> _Exercise objective_: Please count the lines in the material below that contain the string "tuples" and give only the number.

-------- Given entries

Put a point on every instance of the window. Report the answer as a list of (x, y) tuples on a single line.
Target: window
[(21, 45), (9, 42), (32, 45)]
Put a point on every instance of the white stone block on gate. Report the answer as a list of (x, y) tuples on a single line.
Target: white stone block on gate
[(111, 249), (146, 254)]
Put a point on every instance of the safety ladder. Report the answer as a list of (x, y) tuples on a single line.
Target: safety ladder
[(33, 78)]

----------------
-------- Given entries

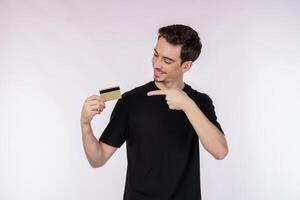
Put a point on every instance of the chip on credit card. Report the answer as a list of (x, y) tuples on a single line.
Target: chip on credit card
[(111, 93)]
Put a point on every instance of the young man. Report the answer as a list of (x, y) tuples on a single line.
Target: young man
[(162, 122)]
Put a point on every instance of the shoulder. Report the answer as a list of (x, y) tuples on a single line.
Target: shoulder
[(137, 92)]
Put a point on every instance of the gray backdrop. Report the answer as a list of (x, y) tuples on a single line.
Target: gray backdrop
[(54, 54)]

----------------

> _Solution for this task_: 7